BRIEF ▸ Write out each line of the material below as a numbered list, skipping the blank lines and leaving out the pictures.

===== RECORDS

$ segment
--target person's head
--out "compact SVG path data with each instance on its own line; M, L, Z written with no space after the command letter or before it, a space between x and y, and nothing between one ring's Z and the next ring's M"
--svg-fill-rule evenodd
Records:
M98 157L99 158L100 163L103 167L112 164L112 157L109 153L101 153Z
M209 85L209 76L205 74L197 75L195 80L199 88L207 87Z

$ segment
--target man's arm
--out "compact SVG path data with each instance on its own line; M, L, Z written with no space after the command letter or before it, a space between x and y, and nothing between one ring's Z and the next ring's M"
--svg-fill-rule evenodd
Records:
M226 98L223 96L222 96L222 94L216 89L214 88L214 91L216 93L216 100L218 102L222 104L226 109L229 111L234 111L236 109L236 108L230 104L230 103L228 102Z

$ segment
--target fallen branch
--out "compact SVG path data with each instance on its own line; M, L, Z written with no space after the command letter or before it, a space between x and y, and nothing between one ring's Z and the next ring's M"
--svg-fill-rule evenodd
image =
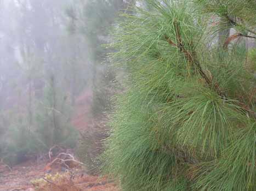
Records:
M61 158L61 156L64 156L64 158ZM50 163L48 163L47 166L50 167L54 163L56 163L56 162L60 162L60 164L63 164L67 167L68 169L70 169L70 166L69 166L66 163L72 162L81 165L83 165L84 164L78 160L77 160L75 159L75 157L71 154L65 153L60 153L58 154L56 158L52 161Z
M52 156L53 156L53 152L52 152L52 150L55 148L59 148L60 149L60 151L64 151L64 150L61 148L61 147L60 147L59 146L57 145L55 145L54 146L53 146L52 147L51 147L50 148L50 150L49 150L49 152L48 152L48 156L49 156L49 158L50 159L50 160L52 160Z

==========

WRITTEN SOLUTION ▸
1. $ segment
2. --target person's head
3. --out "compact SVG path data with each instance on its own line; M, L, Z written with no space after the command letter or before it, a space between x and y, and nothing between one ring's Z and the next ring's M"
4. --svg-fill-rule evenodd
5. Records:
6. M98 157L99 158L100 163L103 167L112 164L112 157L109 153L101 153Z
7. M209 85L209 76L205 74L197 75L195 80L199 88L207 87Z
8. $ segment
9. --target man's arm
10. --out "compact SVG path data with each instance on its own line; M, L, Z written with no space after the command letter or before it, a space between x and y, and nothing between one ring's Z and the next ring's M"
11. --svg-fill-rule evenodd
12. Records:
13. M226 98L223 96L222 96L222 94L216 89L214 88L214 91L216 93L216 100L218 102L222 104L226 109L229 111L234 111L236 109L236 108L230 104L230 103L228 102Z
14. $ segment
15. --target fallen branch
16. --out "compact SVG path data with each instance on its own line; M, L, Z written with no space after the command letter or before it, a space between x and y, and nothing between one ring's Z and the next ring's M"
17. --svg-fill-rule evenodd
18. image =
19. Records:
20. M61 158L61 156L64 156L64 158ZM50 163L48 163L47 166L50 167L54 163L56 163L56 162L60 162L60 164L63 164L67 167L68 169L70 169L70 166L69 166L66 163L72 162L81 165L83 165L84 164L78 160L77 160L75 159L75 157L71 154L65 153L60 153L58 154L56 158L52 161Z
21. M52 156L53 156L53 152L52 152L52 150L55 148L59 148L60 149L60 151L64 151L64 150L61 148L61 147L60 147L59 146L57 145L55 145L54 146L53 146L52 147L51 147L50 148L50 150L49 150L49 152L48 152L48 156L49 156L49 158L50 159L50 160L52 160Z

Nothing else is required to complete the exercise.